━━━ Passage to read ━━━
Suffix Array Implementation Error - java

I keep getting compiler errors with an implementation of a suffix array by Arrays.sort.
I get the following errors:
a cannot be resolved to a variable
Syntax error on token ",", . expected
Syntax error on token "-", -- expected
a cannot be resolved to a variable
b cannot be resolved to a variable
In the following code:
import java.util.*;
public class SuffixArray {
// sort suffixes of S in O(n*log(n))
public static int[] suffixArray(CharSequence S) {
int n = S.length();
Integer[] order = new Integer[n];
for (int i = 0; i < n; i++)
order[i] = n - 1 - i;
// stable sort of characters
Arrays.sort(order, (a, b) -> Character.compare(S.charAt(a), S.charAt(b)));
int[] sa = new int[n];
int[] classes = new int[n];
for (int i = 0; i < n; i++) {
sa[i] = order[i];
classes[i] = S.charAt(i);
}
// sa[i] - suffix on i'th position after sorting by first len characters
// classes[i] - equivalence class of the i'th suffix after sorting by first len characters
for (int len = 1; len < n; len *= 2) {
int[] c = classes.clone();
for (int i = 0; i < n; i++) {
// condition sa[i - 1] + len < n simulates 0-symbol at the end of the string
// a separate class is created for each suffix followed by simulated 0-symbol
classes[sa[i]] = i > 0 && c[sa[i - 1]] == c[sa[i]] && sa[i - 1] + len < n && c[sa[i - 1] + len / 2] == c[sa[i] + len / 2] ? classes[sa[i - 1]] : i;
}
// Suffixes are already sorted by first len characters
// Now sort suffixes by first len * 2 characters
int[] cnt = new int[n];
for (int i = 0; i < n; i++)
━━━ Supplied data ━━━
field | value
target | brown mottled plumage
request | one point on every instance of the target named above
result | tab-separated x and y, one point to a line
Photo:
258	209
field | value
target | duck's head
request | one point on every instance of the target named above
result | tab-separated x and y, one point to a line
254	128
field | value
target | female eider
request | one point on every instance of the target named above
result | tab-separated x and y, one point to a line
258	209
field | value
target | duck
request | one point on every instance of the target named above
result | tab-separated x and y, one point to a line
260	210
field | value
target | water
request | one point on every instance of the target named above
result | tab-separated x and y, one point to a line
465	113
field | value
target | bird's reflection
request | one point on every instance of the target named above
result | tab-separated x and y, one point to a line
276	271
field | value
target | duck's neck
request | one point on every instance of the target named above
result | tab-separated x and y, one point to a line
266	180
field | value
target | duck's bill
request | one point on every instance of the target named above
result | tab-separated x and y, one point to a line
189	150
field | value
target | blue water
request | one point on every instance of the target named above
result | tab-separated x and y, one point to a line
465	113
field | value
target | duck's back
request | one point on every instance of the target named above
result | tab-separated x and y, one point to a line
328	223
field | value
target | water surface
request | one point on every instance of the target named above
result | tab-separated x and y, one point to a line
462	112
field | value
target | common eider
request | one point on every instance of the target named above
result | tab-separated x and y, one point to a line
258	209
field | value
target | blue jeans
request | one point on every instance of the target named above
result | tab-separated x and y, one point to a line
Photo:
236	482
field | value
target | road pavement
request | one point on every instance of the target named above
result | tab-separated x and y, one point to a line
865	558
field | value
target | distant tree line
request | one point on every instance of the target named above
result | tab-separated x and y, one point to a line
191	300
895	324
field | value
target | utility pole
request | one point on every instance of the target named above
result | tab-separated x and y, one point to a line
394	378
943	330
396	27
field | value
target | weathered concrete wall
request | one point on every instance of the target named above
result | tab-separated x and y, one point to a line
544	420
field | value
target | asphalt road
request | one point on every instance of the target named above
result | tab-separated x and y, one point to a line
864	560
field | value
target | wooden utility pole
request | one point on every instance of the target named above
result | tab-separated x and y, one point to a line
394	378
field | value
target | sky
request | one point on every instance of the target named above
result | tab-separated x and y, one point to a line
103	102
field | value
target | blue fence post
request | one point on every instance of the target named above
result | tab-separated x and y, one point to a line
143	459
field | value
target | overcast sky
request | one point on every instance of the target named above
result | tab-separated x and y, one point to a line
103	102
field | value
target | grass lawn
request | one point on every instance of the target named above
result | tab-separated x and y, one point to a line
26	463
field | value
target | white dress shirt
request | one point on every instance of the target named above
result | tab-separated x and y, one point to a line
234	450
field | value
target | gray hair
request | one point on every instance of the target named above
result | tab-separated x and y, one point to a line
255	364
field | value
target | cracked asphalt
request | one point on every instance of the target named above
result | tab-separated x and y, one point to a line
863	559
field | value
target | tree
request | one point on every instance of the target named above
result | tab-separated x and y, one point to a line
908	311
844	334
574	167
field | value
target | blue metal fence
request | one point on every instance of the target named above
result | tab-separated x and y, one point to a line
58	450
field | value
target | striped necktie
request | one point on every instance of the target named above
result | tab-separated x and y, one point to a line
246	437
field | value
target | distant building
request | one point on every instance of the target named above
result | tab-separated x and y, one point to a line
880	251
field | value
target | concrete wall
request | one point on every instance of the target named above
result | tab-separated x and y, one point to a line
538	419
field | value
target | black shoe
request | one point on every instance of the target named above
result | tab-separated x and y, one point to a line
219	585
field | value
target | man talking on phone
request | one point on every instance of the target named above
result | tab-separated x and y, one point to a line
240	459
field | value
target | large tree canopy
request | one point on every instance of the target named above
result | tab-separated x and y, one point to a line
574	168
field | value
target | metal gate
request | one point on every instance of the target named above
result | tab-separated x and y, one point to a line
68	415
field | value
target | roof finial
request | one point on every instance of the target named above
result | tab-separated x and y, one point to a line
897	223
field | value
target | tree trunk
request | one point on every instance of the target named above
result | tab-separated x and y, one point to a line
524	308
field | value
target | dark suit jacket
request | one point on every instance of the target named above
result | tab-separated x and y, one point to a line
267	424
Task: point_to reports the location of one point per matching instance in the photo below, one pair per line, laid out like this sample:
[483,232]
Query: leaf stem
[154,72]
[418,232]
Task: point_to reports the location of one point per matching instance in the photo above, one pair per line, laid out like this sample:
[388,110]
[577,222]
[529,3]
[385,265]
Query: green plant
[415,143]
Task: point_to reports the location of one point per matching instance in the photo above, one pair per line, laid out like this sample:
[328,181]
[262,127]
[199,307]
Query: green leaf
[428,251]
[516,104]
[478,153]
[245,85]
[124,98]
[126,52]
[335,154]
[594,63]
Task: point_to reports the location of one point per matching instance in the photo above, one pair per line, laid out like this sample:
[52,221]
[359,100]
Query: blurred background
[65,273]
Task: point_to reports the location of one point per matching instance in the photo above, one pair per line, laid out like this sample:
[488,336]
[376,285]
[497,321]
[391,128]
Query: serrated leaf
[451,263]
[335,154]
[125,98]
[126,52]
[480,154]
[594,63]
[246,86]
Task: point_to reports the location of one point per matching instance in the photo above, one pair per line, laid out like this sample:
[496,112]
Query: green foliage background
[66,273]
━━━
* The task
In the suffix array thread, what running time does the code comment give for sorting the suffixes of S? Please answer in a few words.

* Response
O(n*log(n))